'''
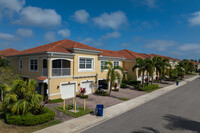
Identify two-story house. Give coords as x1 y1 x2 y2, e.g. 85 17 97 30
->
118 49 147 81
7 39 124 99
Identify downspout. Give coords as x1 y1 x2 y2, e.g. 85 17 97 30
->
48 53 53 100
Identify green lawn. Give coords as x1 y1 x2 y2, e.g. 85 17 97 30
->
145 87 162 93
0 102 61 133
119 97 130 101
54 105 91 118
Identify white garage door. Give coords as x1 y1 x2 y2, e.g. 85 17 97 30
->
60 83 76 99
82 81 94 95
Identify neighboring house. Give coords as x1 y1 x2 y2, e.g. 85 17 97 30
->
0 48 19 58
118 49 147 80
7 39 124 99
191 61 200 72
149 54 181 69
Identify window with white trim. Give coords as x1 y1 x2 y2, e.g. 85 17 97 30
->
101 60 106 70
29 59 38 71
79 57 94 70
114 61 119 67
19 59 22 70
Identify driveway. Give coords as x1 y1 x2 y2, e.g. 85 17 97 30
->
'''
▶ TASK TO COMPLETE
Write out all of these lines again, requests included, but leave out the pictures. Scale every box coordinate in the answers by 1.05 and round to whole numbers, with halves going up; the sample numbers inside the requests stay as they are.

▶ ANSWER TO THIS TASK
Identify two-story house. Give coords as x1 y1 x2 y2, e.g. 85 17 97 30
->
124 51 154 85
7 41 130 104
Identify downspout. Give coords as x1 y1 x2 y2, e.g. 85 17 97 30
->
50 56 56 105
Identify green lawn. Give coords as x1 y1 x2 y2, e.g. 85 17 97 30
->
152 91 170 98
0 107 64 140
125 102 137 106
57 110 96 124
Identify white garage door. Give coords as x1 y1 x2 y2, e.g. 85 17 97 30
->
63 87 80 104
86 85 99 100
Identify neighboring house. Give coords as x1 y1 x2 y2, e.g. 85 17 97 30
->
0 50 20 61
124 51 154 84
7 41 130 104
201 64 210 76
156 57 190 72
Identify window with white trim. Give coords as x1 y1 x2 y2, e.g. 85 17 97 30
->
106 63 111 74
30 62 40 75
83 60 99 74
120 64 125 70
20 62 23 74
Identify driveway. Give coords as x1 y1 x2 y2, e.g. 85 17 97 30
->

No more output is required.